WHAT YOU NEED TO DO:
(a) List every color of notecard mentioned in the text about outlining a story with notecards.
(b) Continue the text about outlining a story with notecards, Word, and Excel from the point where it stops.

____ TEXT SHOWN

If you’re writing on a Mac, hie thee over to download the trial version of Scrivener. Seriously. There’s a decent video there to show you why you need it.
Here’s why *I* needed it! I often plot/ outline with physical 3×5 notecards, but I have issues with them. I like color-coding things, but committing to writing plot points on a green card is difficult. Green cards belong to the MC. What if I later I decide to write the scene from another character’s POV? Then it should have been on a yellow card! Or even a pink card. You can imagine the dilemmas this causes. Seriously. I’ve sat and stared at the cards, afraid to commit.
Okay, so that’s silly. I can just use white ones, and once I for sure decide whose scene it is, I can run a highlighter across the header to match the character. That helps, but I still lack space to spread them out at work.
And then there is the issue of what to do with the random bits of information that I’m not sure what scene it’s going to belong in. I see a setting, but what will happen there? So really, I need to know quite a lot about the story before I pull out the notecards. And then…I may as well go straight to Word or Excel, eh?
Only the cells in Excel really aren’t big enough for all the information I might want to have in them–notes for each scene. And sometimes they’re a pain to rearrange. I’ve lost stuff doing that.
Back to Word. There each scene takes as much space as it needs. I can list the POV character, the setting, etc no problem. But there still is that random stuff that might become a scene if it found the right other information to collide with.
And with the matchmaker, I’ve gone round and round in Word and Excel and was pulling out the notecards a couple days ago (in desperation!) when I remembered that I now have a MacBook.

________
____ DATA UNDER STUDY

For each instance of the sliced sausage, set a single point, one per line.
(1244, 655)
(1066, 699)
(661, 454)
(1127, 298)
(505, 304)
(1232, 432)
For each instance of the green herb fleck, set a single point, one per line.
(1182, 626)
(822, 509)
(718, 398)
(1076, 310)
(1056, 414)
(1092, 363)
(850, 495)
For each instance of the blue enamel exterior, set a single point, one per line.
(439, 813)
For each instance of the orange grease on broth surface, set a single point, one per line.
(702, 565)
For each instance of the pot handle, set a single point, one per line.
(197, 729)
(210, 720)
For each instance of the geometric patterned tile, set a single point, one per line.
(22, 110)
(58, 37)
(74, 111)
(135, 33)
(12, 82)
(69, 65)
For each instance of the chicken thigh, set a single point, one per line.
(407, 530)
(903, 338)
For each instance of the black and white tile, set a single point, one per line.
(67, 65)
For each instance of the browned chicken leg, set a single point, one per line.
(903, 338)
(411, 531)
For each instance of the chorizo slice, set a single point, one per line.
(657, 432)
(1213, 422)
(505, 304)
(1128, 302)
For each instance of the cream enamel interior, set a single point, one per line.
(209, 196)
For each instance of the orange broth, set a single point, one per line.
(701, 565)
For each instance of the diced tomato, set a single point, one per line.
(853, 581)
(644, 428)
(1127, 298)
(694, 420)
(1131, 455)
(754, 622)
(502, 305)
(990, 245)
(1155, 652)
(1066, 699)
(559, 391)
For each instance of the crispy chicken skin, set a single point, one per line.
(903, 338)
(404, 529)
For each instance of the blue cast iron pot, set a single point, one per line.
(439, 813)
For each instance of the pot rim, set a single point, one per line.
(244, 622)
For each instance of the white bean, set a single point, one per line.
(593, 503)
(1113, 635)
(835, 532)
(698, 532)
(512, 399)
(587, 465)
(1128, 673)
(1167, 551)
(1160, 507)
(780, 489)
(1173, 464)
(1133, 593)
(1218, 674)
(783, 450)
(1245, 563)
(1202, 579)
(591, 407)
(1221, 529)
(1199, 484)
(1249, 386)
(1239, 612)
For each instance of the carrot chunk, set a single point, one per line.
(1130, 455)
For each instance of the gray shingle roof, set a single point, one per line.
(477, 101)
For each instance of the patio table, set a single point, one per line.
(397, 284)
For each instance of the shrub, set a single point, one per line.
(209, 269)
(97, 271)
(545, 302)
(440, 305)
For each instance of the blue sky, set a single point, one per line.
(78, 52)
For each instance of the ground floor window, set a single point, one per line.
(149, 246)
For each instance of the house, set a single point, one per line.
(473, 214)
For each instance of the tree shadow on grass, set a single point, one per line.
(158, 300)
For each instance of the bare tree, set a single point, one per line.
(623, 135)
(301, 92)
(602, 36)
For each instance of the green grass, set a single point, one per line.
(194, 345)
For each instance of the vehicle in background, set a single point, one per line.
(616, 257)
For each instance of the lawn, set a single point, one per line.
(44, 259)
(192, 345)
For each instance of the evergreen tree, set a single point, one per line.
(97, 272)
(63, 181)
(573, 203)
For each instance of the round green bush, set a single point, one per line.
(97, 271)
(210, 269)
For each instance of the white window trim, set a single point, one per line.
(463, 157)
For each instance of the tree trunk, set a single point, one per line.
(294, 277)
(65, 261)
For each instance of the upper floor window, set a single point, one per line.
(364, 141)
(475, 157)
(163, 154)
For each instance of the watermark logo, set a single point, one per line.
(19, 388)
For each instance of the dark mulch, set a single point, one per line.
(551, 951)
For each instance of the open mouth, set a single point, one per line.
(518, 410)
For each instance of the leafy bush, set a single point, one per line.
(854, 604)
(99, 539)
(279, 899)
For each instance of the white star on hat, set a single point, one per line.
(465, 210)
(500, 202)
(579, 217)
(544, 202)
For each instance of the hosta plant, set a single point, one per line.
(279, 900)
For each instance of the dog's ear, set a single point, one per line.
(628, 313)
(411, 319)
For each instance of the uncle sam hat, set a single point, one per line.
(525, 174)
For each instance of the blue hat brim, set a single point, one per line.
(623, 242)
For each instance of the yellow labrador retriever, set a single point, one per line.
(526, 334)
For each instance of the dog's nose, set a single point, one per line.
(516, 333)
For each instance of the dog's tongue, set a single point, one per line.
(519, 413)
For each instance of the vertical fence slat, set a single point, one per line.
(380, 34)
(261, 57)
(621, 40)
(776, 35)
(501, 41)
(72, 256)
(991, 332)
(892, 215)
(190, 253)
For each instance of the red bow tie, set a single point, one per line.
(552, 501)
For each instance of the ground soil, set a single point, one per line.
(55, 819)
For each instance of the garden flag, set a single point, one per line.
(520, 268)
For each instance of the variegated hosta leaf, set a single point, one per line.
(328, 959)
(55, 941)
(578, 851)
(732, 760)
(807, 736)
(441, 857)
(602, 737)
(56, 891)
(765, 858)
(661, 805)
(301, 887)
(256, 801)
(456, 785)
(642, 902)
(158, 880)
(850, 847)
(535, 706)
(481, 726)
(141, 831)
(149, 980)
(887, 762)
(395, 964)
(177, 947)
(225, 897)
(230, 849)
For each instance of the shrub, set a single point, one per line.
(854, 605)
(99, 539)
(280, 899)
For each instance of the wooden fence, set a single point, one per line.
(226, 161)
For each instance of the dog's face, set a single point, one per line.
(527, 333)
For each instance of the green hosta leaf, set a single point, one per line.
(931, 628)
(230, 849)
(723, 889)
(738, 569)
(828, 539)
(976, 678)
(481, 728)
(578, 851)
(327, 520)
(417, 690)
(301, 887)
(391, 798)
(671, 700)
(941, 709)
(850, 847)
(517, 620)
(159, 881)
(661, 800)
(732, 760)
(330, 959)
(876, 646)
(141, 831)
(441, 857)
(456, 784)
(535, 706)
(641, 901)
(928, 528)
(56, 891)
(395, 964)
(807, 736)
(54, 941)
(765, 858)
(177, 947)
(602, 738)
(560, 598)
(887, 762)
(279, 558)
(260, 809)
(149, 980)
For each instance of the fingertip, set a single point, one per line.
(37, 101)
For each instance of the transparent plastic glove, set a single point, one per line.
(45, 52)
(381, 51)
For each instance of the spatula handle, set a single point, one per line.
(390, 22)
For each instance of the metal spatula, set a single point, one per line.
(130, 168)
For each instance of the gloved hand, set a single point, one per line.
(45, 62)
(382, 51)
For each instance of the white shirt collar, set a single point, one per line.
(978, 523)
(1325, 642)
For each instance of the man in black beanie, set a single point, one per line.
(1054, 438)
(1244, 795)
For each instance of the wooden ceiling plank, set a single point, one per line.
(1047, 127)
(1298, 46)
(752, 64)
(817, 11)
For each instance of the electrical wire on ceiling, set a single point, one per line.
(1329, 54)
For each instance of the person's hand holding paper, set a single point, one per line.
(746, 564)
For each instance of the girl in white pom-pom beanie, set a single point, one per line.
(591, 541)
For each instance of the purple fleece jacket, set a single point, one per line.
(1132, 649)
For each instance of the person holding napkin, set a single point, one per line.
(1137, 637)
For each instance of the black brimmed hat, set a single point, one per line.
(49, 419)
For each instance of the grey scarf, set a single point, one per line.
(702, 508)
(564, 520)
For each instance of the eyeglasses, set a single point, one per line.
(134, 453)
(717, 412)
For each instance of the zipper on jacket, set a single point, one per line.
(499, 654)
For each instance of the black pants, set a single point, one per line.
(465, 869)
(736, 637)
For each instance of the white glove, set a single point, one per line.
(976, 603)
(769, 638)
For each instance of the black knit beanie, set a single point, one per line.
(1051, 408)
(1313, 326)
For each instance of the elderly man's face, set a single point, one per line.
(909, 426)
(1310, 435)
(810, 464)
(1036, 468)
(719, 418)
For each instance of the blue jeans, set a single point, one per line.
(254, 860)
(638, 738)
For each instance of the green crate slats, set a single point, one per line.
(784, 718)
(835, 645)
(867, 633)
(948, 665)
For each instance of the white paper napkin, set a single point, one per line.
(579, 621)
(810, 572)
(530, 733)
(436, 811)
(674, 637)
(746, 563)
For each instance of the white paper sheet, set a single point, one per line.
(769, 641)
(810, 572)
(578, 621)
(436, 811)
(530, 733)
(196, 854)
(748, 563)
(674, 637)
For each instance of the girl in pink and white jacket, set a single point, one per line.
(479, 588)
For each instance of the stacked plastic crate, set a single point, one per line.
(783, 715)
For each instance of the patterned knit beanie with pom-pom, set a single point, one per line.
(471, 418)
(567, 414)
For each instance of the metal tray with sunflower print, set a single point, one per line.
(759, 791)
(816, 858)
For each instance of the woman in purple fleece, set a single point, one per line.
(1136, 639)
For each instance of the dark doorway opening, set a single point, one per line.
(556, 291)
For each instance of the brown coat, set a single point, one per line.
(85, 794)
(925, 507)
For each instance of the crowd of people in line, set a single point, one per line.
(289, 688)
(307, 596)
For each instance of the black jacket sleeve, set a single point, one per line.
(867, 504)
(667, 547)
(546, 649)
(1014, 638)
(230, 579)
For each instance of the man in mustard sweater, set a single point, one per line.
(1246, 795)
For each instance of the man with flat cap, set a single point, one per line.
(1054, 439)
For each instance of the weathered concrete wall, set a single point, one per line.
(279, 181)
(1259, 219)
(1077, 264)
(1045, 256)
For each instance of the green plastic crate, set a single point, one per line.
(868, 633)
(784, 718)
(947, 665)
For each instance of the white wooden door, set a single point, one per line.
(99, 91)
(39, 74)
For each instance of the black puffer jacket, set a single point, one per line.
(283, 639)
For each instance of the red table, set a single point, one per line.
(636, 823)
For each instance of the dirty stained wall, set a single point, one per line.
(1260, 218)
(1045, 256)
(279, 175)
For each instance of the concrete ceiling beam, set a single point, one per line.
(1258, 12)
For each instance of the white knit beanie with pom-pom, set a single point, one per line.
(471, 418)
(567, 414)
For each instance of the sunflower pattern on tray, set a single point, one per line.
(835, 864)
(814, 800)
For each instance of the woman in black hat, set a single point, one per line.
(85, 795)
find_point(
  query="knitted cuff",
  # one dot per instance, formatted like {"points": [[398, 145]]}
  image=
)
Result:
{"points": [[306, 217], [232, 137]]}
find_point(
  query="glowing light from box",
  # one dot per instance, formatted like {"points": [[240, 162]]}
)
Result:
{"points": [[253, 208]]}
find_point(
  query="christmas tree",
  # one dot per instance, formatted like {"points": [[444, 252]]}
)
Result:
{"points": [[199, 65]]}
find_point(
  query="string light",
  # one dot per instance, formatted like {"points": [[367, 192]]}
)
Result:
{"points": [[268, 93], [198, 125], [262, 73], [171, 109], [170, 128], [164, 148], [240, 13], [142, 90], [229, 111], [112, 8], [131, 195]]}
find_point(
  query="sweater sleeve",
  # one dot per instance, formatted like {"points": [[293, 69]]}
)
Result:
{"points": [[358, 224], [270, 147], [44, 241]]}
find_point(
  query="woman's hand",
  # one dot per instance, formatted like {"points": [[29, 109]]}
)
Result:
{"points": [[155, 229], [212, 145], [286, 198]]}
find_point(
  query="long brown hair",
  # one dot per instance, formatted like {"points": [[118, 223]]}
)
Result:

________

PER-TASK ANSWERS:
(a) Green, yellow, pink, white

(b)
You’d think I couldn’t forget such a thing. I’ve overcome much of the learning curve and am no longer panicking every five minutes that I don’t know how to DO whatever it is I’m trying to do. (That’s now reserved for like once a day!) But with the remembrance that I now use a Mac, I remembered that Holly Lisle uses Scrivener. (Ha. You thought I’d never get to the point.)
So I asked around a bit and then downloaded the trial version this morning. By the time I’d gone through the tutorial I had a bit of a headache. So much information! But then it was lunch break and I went for a long walk, came back, and decided it was time to see what would happen when Matchmaker met Scrivener.
I think they’re in love.
First, importing files from Word is easy-peasy. (And they’re still there in Word, too, should I need them in that application.) Scrivener arranged things fairly intuitively. I only moved a few things to new locations, and it was easy to do. So on the left of the screen, it’s like an organizational tree program. There’s tons out there, several of which I’ve used from time to time and quite liked. But this does more.
It has a virtual corkboard with 3×5 notecards! 😀 And because I am not actually wasting notecards by changing my mind later what color I want them (lame, I know…), I can randomly type whatever I want on a given card, and change it later.
Each card has three *levels*. There’s a title, which shows in the tree down the left side. Then on the actual card itself, below the title, is enough room to write a decent synopsis of the scene (about the same amount as on a physical card). BUT, for all the little details, you can add them basically behind the cut. All of these can be color-coded and rearranged to my heart’s content.
Which is cool. At the moment, I’m resisting the urge to title the cards in my outline section of the file, though of course I’ve labeled them in the character section. I’ll save the title slot for numbers when I have them the way I want them. But one synopsis section simply says *picnic*. Because I think one scene will take place on a picnic. But I have no idea what will happen there that is significant, and I don’t know if it will be early in the story or late. But for now, I have a card for picnic. Later, hopefully, one of the other cards with some other random word will decide it wants to hang out with the picnic card, and I’ll combine them. Eventually, I hope, I’ll have 80-90 cards with actual scene synopses on them.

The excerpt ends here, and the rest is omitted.